[LISTA DE TAREFAS]
a) Responda a estas perguntas sobre o texto acerca de Roger Schmidt e o Benfica:
(i) Para que época está Roger Schmidt na calha para ser treinador do Benfica?
(ii) Que nacionalidade o texto atribui a Roger Schmidt?
(iii) Segundo o texto, o que se vê em Schmidt que nunca se viu nos antecessores estrangeiros escolhidos por Rui Costa?
b) Escreva a continuação do texto acerca de Roger Schmidt e o Benfica, a partir da última frase apresentada.

── TEXTO

Querem o treinador ou a ideia?
O Benfica está a avançar para Roger Schmidt. Ao fazê-lo, quer o treinador ou a ideia de futebol que ele defende? É que esta pode levar a uma revolução e convém o clube estar preparado para isso.
Roger Schmidt está na calha para ser treinador do Benfica em 2022/23 e por estes dias já toda a gente viu, ouviu ou leu referências ao futebol vertiginoso e pressionante do técnico alemão, apresentado como panaceia para todos os problemas do clube. Vejo em Schmidt uma coisa que nunca vi nos antecessores estrangeiros escolhidos por Rui Costa, ainda nos seus tempos de diretor desportivo de Luís Filipe Vieira – uma ideia. Mas é preciso que na Luz percebam que essa ideia traz a conta agrafada e que, para terem sucesso, têm de pôr tudo em causa, sem tabus. Porque essa teoria segundo a qual um bom treinador tem de ser capaz de pegar em qualquer grupo de jogadores já foi chão que deu uvas. É evidente que qualquer treinador pode pegar em qualquer plantel, mas acima de um determinado nível todos eles são mais facilmente potenciáveis se puderem constituir o seu próprio grupo, um grupo que sirva como uma luva às suas ideias. Acreditar no contrário é negar a importância de um treinador numa equipa de futebol.

────
── DADOS RECOLHIDOS

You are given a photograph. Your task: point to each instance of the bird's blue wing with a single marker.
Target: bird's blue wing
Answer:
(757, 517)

────

[RESPOSTAS POR ORDEM]
a)
(i) 2022/23.
(ii) Alemã.
(iii) Uma ideia.

b)
Já ontem, brevemente, no Futebol de Verdade (que pode ver aqui), manifestei as minhas mais sérias dúvidas acerca do timing “escolhido” para a fuga de informação. Sei que estas coisas nem sempre são controláveis e até que a revelação de que Nélson Veríssimo não seguirá pode ter na equipa efeitos muito diversos. Depende de cada grupo – tanto pode levar os jogadores a desmobilizar em vésperas de um jogo fundamental, em Braga, na luta pelo segundo lugar, como pode levá-los a um extra de empenho e concentração para permitirem ao treinador sair em altas... –, mas o mais habitual mesmo é que os efeitos sejam nocivos. Mas admitamos que não houve escolha e que o facto de o nome de Schmidt ter saltado para o topo da atualidade se deveu a fatores incontroláveis pelo Benfica. Seria inteligente mudar de rumo só porque, do lado de lá, alguém deu com a língua nos dentes? Já vi acontecer, mas creio que não. Se o que o Benfica procura é uma ideia e acha que ela está personificada naquele treinador, então tem de o assumir, deixando de parte esses pequenos percalços. E tem de o assumir daqui para a frente, mesmo se o treinador olhar para o plantel e chegar à conclusão de que precisa de o reformular de forma radical.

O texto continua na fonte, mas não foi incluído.